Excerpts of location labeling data
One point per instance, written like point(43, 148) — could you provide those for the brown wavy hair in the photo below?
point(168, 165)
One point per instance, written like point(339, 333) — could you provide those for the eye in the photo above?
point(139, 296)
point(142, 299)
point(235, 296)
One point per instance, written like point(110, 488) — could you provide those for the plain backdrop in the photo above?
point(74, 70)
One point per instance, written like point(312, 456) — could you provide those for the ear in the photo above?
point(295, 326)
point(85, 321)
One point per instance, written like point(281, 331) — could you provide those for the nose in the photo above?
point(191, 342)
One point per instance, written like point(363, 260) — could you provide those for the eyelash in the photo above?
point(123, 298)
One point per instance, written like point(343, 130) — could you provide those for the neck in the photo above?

Given request: Would you give again, word for word, every line from the one with "One point per instance, written like point(339, 333)" through the final line of the listing above?

Full output:
One point per instance, written like point(339, 333) — could you provide those for the eye in the photo above?
point(139, 296)
point(142, 299)
point(235, 296)
One point per instance, written like point(110, 488) — could you provide those for the plain backdrop in the photo above?
point(74, 70)
One point per instance, written like point(312, 456) — could you provide those for the ear in the photo above?
point(295, 326)
point(85, 321)
One point per instance, written like point(281, 331) — could you provide those for the nose in the photo above?
point(191, 342)
One point per instance, written like point(363, 260) — could you provide those for the eyelash in the photo above?
point(123, 298)
One point per instance, written like point(343, 130) — could you provide those for the neck in the photo above?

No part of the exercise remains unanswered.